* **Text segment**:
According to a statement by Magnussen, Mengele dealt, among other things, with the eyes of the Sinti using hormonal substances. Often, these painful interventions resulted in suppuration of the eyes and blindness of the victims. These experiments aimed at the investigation and eradication of the abnormality in people with Heterochromic Irises. In the event of death of the prisoners, Mengele pledged to Magnussen to give her the eyes of the victims for further research and evaluation. In the second half of 1944, Magnussen received the eyes of the experiment victims from Auschwitz-Birkenau in several deliveries. No fewer than 40 pairs of eyes should have been received by Magnussen from Auschwitz-Birkenau. The Hungarian prisoner pathologist Miklós Nyiszli noted after the autopsy of Sinti twins that they had been killed, not due to illness, but because of a chloroform injection to the heart. Nyiszli had to prepare their eyes and send them to the KWI-A.

== After the war ==
At least until spring 1945, Magnussen was working in Berlin.
After the end of the Second World War, she moved to Bremen again and continued her research. Her completed research was published in 1949, being entitled On the relationship between histological distribution of pigment, Iris color and pigmentation of the eyeball of the human eye. She was later denazified in Bremen.

In 1950, Magnussen taught at a girls' high school in Bremen. She worked as study counselor and official, including the teaching of biology. She was considered a popular teacher who led an interesting biology lesson. Her pupils could examine, for example, living and dead rabbits from their breeding. Until 1964, essays in scientific journals were published by her. She retired in August 1970. Even in old age, she justified the Nazi racial ideology. She noted in 1980, in a conversation with the geneticist Benno Müller-Hill, that the Nuremberg Laws were not fair enough. She also denied until her last breath that Mengele would have killed children for their scientific studies. She was entangled by her cooperation with Mengele and the supply of "human material", and mired deep in concentration camp crimes, but she claimed to know nothing about them.

She began a lifelong relationship with her partner Dorothea Michaelsen in 1945. In 1990, Magnussen moved into a nursing home. She died in February 1997 in Bremen.

* **Data extracts**:
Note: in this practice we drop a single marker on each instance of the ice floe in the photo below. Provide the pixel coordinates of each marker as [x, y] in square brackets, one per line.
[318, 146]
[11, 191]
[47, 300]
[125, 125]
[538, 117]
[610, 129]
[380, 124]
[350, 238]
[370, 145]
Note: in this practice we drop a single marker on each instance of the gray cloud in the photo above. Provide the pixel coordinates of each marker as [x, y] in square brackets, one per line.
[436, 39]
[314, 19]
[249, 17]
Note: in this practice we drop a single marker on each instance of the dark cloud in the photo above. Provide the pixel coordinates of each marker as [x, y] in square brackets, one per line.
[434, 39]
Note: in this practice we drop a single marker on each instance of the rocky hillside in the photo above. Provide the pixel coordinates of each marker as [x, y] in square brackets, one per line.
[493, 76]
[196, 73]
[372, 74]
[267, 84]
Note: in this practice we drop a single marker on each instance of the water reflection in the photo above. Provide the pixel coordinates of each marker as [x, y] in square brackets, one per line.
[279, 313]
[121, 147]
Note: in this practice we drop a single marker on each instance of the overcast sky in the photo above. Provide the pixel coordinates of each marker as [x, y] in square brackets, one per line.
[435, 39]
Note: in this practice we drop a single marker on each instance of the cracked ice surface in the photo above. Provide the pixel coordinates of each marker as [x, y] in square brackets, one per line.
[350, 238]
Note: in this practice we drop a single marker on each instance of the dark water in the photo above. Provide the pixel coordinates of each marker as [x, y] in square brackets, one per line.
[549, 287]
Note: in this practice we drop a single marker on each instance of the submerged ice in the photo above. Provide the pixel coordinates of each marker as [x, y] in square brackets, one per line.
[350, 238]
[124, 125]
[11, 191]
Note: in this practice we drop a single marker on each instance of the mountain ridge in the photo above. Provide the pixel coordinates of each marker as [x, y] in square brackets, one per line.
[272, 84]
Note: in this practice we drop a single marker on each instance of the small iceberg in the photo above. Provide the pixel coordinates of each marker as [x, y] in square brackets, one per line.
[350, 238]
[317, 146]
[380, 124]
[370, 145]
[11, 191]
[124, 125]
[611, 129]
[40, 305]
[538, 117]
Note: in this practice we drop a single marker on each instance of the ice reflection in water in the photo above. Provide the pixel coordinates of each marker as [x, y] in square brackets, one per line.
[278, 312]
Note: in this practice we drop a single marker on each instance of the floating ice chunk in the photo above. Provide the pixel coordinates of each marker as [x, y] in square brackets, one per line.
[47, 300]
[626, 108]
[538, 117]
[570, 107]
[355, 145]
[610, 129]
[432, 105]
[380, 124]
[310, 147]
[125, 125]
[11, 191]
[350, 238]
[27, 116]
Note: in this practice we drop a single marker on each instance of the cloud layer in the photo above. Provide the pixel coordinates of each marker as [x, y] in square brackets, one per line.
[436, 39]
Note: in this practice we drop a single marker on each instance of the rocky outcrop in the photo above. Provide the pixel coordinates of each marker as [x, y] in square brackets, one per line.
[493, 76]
==
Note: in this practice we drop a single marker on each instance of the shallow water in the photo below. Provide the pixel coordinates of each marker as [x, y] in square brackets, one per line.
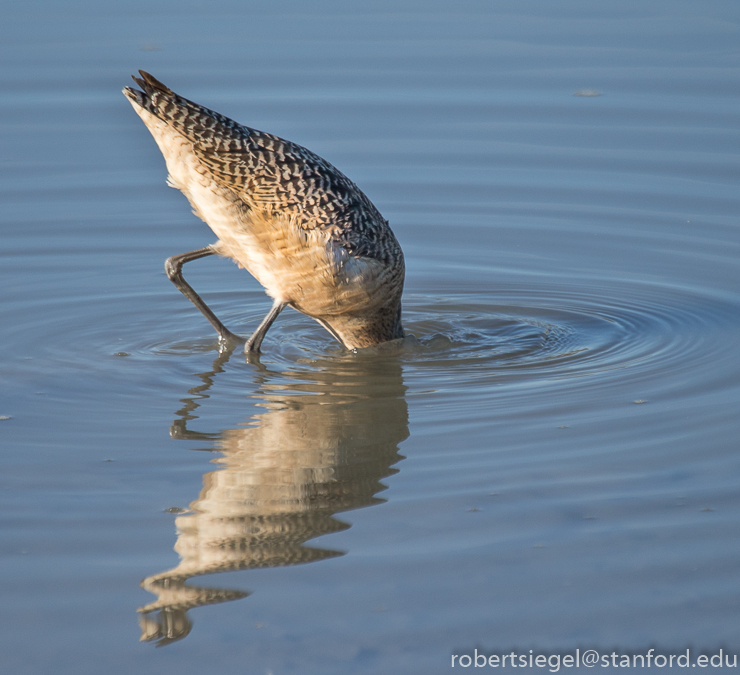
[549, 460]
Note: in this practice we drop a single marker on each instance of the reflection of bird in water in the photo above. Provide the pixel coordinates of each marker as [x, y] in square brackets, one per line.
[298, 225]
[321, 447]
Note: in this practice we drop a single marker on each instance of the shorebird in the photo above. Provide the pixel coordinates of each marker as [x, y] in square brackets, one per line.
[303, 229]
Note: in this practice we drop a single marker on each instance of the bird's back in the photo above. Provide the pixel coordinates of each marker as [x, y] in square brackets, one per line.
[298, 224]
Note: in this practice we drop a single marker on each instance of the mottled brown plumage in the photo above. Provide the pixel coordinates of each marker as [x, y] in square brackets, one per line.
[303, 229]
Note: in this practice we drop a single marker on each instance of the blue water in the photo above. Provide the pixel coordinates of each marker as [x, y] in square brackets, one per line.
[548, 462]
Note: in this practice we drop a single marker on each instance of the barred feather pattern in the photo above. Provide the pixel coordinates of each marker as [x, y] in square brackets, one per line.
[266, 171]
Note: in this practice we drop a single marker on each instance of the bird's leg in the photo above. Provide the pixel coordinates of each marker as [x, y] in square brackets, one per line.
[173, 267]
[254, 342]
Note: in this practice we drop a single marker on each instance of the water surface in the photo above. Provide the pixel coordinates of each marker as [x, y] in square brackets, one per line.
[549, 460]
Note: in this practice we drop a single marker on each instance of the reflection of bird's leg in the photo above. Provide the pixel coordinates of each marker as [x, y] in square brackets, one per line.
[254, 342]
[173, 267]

* **Actions to take**:
1. State whether each statement below agrees with the Magnussen text. Answer yes or no for each, and quote the deciding words of the text exactly.
(a) Magnussen's completed research was published in 1949.
(b) Magnussen retired in August 1964.
(c) Magnussen moved into a nursing home in 1990.
2. Reproduce the part of the Magnussen text that opens with the words "She began a" and closes with "1997 in Bremen.".

* **Answers to the exercise**:
1.
(a) Yes: "Her completed research was published in 1949"
(b) No: "She retired in August 1970."
(c) Yes: "In 1990, Magnussen moved into a nursing home."

2.
She began a lifelong relationship with her partner Dorothea Michaelsen in 1945. In 1990, Magnussen moved into a nursing home. She died in February 1997 in Bremen.